§ **STATED PROBLEM**
Return the section of the forum thread on electromagnetic fields that runs from "In classical physics, particles" up to and including "to another...That's all.", copied word for word.

# PASSAGE GIVEN start

If you want a specific trajectory for the particle, you need to describe the EM field more specifically, as an EM field can be shaped to cause any trajectory you want.

In classical physics, particles do not have a wavelength or frequency. (unless they have an oscillatory trajectory, of course.
 
  • #3
DB said:
Why is it that as a particle propagates through an electromagnetic field, the electric and magnetic forces are perpendicular to each other? (through the straight line of the particles motion) What effect does this have on the particle's motion, wavelenght and frequency?

Thanks

Let's discuss the very simple common case when an electrically charged particle is moving in the electromagnetic field created by other sources (not by the particle itself).Then the nonrelativistic force is the famous Lorentz force...The fields E and B are solutions of the Maxwell equations and it can be shown that they are perpendicular one to another...That's all.

Things could become really complicated if the particle is relativistic...Or if the field is quantum or if the particle is quantum...

Daniel.
 
  • #4
So their is no specific reason why an E and B field are perpidicular to each other?
 
  • #5
I just told you that there is:if both E & B are solutions to the field equations,then in the EM field they are perpendicular one to another and moreover,it can be shown to be BOTH perpendicular on the direction the field (par éxample a EM wave) is propagating...

Daniel.
 
  • #6
DB said:
Why is it that as a particle propagates through an electromagnetic field, the electric and magnetic forces are perpendicular to each other? (through the straight line of the particles motion) What effect does this have on the particle's motion, wavelenght and frequency?

Thanks
The simple and most truthful answer is - nobody knows. That's why there is a law regarding it. Its taken as a postulate in the theory or electrodynamics and relativity. The law states that any charged particle moving in an EM field is subjected to the force

F = q(E + vxB)

This is called the Lorentz Force Law. It seems like I did something more with this in the past year but I don't recall where I put it. I'll get back to you if I think of it.

# PASSAGE GIVEN end
# DATASET ROWS start

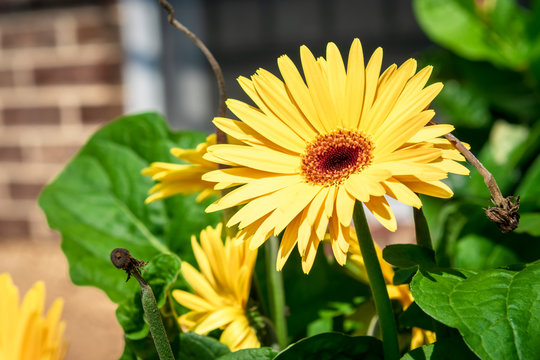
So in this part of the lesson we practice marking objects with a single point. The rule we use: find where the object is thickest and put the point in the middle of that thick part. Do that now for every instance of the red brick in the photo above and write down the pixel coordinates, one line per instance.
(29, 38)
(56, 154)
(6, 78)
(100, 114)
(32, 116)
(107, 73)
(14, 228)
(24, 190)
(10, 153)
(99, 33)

# DATASET ROWS end
# DATASET ROWS start

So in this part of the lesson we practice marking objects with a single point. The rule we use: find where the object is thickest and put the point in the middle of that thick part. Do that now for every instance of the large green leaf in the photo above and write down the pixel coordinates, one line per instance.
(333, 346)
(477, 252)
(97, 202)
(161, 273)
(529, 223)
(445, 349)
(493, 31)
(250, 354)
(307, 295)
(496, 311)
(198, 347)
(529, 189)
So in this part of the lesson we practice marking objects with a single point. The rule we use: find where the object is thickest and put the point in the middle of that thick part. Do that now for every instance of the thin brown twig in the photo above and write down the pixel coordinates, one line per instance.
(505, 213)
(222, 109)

# DATASET ROWS end

§ **ANSWER IN FULL**
In classical physics, particles do not have a wavelength or frequency. (unless they have an oscillatory trajectory, of course.
 
  • #3
DB said:
Why is it that as a particle propagates through an electromagnetic field, the electric and magnetic forces are perpendicular to each other? (through the straight line of the particles motion) What effect does this have on the particle's motion, wavelenght and frequency?

Thanks

Let's discuss the very simple common case when an electrically charged particle is moving in the electromagnetic field created by other sources (not by the particle itself).Then the nonrelativistic force is the famous Lorentz force...The fields E and B are solutions of the Maxwell equations and it can be shown that they are perpendicular one to another...That's all.